» **What to produce**
Reproduce the listing word for word from its first line through the line holding "top-left (79, 154), bottom-right (113, 185)", including that line, and leave the pictures out of your copy.

» **Detection examples**
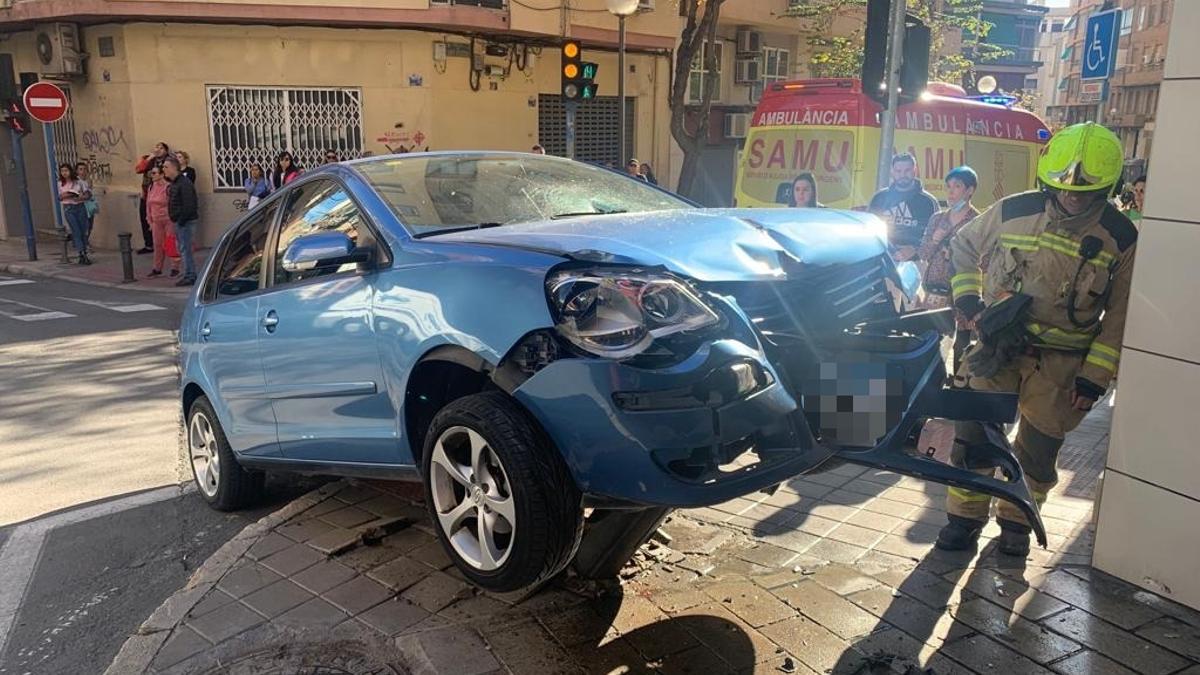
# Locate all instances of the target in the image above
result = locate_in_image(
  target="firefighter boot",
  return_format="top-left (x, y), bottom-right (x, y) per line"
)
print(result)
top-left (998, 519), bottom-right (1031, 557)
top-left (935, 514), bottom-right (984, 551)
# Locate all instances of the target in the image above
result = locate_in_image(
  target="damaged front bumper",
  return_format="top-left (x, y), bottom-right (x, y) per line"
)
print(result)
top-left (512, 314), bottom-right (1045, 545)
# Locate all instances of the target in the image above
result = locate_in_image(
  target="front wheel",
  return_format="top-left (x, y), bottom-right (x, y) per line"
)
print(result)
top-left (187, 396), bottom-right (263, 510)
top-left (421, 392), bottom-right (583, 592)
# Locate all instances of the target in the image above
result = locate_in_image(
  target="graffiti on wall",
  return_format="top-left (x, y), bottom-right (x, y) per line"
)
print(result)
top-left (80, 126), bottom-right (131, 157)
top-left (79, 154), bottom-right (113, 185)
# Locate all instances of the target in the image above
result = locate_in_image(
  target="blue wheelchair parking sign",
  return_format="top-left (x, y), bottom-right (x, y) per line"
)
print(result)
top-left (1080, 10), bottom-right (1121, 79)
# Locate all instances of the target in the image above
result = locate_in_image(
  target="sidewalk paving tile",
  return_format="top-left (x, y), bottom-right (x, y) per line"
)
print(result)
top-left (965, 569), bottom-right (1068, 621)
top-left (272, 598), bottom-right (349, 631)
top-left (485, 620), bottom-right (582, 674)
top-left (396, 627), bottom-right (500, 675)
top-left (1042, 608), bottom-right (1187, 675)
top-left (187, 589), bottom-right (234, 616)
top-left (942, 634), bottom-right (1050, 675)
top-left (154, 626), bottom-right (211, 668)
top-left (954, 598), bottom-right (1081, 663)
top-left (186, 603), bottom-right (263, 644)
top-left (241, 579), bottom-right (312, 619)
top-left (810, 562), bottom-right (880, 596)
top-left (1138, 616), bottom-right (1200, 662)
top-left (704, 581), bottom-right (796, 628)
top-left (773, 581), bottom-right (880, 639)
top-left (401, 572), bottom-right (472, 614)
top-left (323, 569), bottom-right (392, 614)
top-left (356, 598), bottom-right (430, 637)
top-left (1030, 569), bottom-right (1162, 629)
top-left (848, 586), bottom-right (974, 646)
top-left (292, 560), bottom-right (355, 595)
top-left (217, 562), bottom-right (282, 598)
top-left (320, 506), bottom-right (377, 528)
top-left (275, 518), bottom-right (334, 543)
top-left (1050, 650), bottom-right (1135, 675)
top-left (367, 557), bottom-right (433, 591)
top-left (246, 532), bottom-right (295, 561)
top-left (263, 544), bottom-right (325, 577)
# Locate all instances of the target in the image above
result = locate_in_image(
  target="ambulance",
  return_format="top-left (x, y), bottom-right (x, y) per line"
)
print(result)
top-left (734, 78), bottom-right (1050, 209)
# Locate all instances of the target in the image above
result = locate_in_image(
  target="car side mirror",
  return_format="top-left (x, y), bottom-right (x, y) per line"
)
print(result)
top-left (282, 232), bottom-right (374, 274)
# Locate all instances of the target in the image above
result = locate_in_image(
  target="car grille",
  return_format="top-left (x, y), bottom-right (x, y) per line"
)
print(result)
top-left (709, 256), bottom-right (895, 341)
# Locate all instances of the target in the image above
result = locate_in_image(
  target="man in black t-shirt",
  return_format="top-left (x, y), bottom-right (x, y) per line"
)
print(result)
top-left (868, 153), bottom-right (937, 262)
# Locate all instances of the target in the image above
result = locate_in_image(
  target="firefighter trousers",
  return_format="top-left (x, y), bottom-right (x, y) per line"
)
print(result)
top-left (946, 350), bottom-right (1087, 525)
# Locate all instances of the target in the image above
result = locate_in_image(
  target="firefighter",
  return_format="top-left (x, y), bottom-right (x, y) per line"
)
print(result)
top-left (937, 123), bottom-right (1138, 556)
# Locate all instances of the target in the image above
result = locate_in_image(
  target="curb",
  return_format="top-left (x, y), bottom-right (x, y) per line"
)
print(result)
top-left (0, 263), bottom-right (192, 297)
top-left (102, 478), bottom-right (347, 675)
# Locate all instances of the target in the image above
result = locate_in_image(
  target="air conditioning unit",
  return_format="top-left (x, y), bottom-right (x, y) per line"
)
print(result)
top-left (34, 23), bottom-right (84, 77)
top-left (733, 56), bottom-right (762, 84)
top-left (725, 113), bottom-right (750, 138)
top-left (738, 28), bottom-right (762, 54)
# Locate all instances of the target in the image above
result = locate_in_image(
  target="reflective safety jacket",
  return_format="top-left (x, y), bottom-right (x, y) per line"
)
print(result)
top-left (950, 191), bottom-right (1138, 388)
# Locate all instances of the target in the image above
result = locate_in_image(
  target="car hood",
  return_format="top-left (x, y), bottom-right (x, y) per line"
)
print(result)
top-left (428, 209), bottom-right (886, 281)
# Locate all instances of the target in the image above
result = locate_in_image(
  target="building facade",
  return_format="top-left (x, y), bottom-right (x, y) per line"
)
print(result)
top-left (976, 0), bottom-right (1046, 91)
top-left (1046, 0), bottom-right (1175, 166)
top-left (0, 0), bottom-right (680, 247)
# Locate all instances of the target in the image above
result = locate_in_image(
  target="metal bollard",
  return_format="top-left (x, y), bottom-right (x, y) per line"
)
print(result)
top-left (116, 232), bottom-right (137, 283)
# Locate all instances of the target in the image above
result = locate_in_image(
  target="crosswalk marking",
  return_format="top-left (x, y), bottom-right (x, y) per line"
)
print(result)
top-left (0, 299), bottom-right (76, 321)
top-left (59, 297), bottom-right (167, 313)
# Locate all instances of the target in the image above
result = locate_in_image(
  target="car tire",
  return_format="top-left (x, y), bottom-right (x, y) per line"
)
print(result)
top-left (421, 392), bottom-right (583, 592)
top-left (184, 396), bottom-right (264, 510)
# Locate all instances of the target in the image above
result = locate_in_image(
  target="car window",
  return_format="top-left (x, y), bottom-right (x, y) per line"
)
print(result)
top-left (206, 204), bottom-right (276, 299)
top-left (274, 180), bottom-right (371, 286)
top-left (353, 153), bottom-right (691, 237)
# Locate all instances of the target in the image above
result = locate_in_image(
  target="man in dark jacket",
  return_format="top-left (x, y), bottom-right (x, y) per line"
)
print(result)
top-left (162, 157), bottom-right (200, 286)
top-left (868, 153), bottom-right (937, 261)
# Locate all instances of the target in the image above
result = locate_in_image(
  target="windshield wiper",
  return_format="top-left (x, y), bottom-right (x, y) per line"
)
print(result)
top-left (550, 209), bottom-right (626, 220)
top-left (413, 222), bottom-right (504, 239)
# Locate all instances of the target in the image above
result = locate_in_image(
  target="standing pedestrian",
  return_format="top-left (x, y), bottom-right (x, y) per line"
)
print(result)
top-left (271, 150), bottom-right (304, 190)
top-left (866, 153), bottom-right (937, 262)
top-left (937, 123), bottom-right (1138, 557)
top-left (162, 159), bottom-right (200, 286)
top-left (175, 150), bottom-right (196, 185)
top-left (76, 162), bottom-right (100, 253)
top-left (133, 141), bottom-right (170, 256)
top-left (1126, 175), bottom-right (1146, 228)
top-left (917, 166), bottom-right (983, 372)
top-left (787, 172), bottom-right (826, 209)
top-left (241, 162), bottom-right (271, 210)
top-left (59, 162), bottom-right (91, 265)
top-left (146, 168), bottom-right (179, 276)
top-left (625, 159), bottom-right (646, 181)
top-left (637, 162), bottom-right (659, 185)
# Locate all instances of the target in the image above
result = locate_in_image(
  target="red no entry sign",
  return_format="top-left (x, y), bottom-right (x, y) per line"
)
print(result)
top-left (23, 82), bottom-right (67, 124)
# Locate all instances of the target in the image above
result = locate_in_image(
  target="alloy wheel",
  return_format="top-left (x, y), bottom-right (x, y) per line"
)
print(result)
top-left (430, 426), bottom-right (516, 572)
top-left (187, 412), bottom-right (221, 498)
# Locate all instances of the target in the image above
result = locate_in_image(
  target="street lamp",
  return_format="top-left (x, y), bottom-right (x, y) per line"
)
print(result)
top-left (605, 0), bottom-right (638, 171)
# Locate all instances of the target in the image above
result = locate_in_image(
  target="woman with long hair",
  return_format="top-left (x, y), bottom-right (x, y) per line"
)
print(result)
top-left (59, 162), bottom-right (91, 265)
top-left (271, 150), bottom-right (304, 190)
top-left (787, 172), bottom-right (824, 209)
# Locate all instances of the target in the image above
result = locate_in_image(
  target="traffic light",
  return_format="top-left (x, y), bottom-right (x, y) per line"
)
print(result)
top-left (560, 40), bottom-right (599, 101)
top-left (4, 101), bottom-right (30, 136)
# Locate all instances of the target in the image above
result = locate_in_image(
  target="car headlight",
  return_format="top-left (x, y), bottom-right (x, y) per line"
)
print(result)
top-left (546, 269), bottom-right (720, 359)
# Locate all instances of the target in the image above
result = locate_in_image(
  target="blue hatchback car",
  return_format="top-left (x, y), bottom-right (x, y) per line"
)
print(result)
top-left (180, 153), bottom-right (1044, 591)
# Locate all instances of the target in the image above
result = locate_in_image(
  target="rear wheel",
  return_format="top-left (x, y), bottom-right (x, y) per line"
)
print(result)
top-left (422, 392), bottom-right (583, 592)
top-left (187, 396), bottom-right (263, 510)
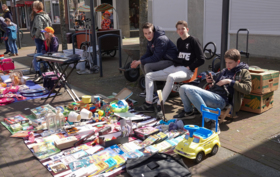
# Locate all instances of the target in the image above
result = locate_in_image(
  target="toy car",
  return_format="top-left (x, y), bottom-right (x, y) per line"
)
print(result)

» **Exercise output**
# Locate all instances of the target in the image above
result = locate_in_image(
  target="firefighter boot",
  return_format="top-left (x, y), bottom-right (x, y) per line"
)
print(result)
top-left (998, 519), bottom-right (1031, 557)
top-left (935, 514), bottom-right (984, 551)
# Locate all instances of the target in the image above
result = locate_in_image(
  target="damaged front bumper",
  return_format="top-left (x, y), bottom-right (x, y) per line"
)
print(result)
top-left (512, 314), bottom-right (1045, 545)
# Locate all instances of the target in the image above
result = locate_in_image(
  target="front wheel",
  return_format="top-left (x, y), bottom-right (x, y) per line"
)
print(result)
top-left (187, 396), bottom-right (263, 510)
top-left (421, 392), bottom-right (583, 592)
# Locate all instances of the target in the image above
result = locate_in_image(
  target="graffiti on wall",
  return_format="top-left (x, y), bottom-right (x, y) per line"
)
print(result)
top-left (80, 126), bottom-right (131, 157)
top-left (79, 154), bottom-right (113, 185)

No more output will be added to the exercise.